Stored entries
==================================================
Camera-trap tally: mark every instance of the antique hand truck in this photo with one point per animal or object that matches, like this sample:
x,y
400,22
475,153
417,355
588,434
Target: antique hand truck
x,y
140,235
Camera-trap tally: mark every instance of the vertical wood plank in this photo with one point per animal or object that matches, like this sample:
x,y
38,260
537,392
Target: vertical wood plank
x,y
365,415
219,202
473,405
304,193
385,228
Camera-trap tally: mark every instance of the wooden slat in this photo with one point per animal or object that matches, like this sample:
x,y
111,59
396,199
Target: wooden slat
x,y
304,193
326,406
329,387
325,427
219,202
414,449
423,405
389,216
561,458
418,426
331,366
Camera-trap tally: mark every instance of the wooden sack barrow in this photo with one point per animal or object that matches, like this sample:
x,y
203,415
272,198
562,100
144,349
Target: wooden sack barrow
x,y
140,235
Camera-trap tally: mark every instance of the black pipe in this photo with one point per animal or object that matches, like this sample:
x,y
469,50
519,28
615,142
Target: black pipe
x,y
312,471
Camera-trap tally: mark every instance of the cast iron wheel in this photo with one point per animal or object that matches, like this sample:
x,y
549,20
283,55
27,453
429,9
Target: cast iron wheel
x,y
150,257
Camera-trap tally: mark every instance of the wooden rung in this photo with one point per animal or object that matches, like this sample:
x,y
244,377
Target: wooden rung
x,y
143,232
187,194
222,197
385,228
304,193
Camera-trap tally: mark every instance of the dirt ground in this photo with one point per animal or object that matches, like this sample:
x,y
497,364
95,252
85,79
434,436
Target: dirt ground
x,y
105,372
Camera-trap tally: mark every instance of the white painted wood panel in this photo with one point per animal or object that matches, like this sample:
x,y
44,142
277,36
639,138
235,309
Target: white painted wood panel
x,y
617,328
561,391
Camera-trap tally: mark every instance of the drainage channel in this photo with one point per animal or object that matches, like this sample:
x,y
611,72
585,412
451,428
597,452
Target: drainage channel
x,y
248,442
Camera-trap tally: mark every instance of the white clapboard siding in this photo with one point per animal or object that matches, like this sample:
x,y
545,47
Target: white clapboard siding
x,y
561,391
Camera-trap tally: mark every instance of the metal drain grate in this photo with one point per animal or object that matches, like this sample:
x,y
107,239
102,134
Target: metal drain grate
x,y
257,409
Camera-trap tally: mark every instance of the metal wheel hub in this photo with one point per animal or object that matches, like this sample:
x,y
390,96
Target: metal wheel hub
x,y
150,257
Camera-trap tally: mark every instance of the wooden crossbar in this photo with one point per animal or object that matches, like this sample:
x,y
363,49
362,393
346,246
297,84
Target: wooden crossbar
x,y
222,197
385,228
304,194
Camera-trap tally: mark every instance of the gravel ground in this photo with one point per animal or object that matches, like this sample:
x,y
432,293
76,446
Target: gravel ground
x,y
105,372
==================================================
◆ Your task ◆
The data are to be transcribed in full, exactly as given.

◆ Expected answer ◆
Camera-trap tally: mark every instance of the antique hand truck in this photo with one point per animal or object that matches, like this sample:
x,y
400,22
475,153
417,355
588,434
Target: antique hand truck
x,y
140,235
Camera-trap tally: mark every instance of the vertical wood plank in this photo with one point per animal or object that matches, like this sample:
x,y
38,260
537,392
Target: vertical wood plank
x,y
365,415
219,202
473,405
304,193
385,228
Camera-trap tally: mark every instance of the wooden slat in this photo with one point per animal or object that matches, like this sample:
x,y
111,59
396,199
Target: wooden slat
x,y
304,193
326,406
329,387
325,427
219,202
414,449
423,405
389,216
561,458
418,426
331,366
Camera-trap tally: mark every instance of the wooden sack barrow in this photo with one point per animal or object that matches, like this sample:
x,y
203,415
272,198
562,100
144,349
Target: wooden sack barrow
x,y
140,235
Camera-trap tally: mark every instance of the black pipe in this photo with one point per animal or object that matches, like this sample:
x,y
469,50
519,28
615,142
Target: black pipe
x,y
312,471
Camera-trap tally: mark every instance of the cast iron wheel in this photo with one point per animal or object that matches, like this sample:
x,y
549,20
283,55
27,453
429,9
Target: cast iron wheel
x,y
150,257
Camera-trap tally: mark every instance of the wooden rung in this photo with one point per animal or object that matches, like this sample:
x,y
244,377
Target: wooden rung
x,y
143,232
187,194
222,197
385,228
304,193
Camera-trap tally: mark every instance of the dirt ground in this photo with one point per animal or object that matches, like this sample:
x,y
497,364
95,252
85,79
434,436
Target: dirt ground
x,y
105,372
Camera-trap tally: mark every instance of the white painted wood panel in this photo with one point per animal or object that matches, like this sample:
x,y
44,142
277,36
639,138
235,309
Target: white painted wood panel
x,y
617,328
561,391
Camera-trap tally: mark every instance of the drainage channel in this photo with one point per animal or object that matches, like this sample:
x,y
611,72
585,412
451,428
597,452
Target: drainage channel
x,y
248,442
Camera-trap tally: mark every instance of the white clapboard siding in this photo with one point per animal or object that matches, like this sample:
x,y
545,47
Target: white clapboard siding
x,y
561,391
Camera-trap tally: mark every instance of the metal drain grate in this photo with one point per animal or object that matches, like this sample:
x,y
107,239
102,134
Target: metal drain grate
x,y
257,409
Camera-trap tally: mark every instance of the metal wheel hub in this photo with one point per animal or object that matches, like this sample:
x,y
390,96
Target: metal wheel hub
x,y
150,257
Camera-trap tally: mark every instance of the wooden crossbar in this photo with one point per animal or object that matches, like this sample:
x,y
363,49
362,393
346,246
297,84
Target: wooden crossbar
x,y
222,197
385,228
304,194
Camera-trap tally: mark every instance of the gravel ground in this photo with one point per animal or object that matches, like this sample:
x,y
432,293
76,446
Target: gravel ground
x,y
105,372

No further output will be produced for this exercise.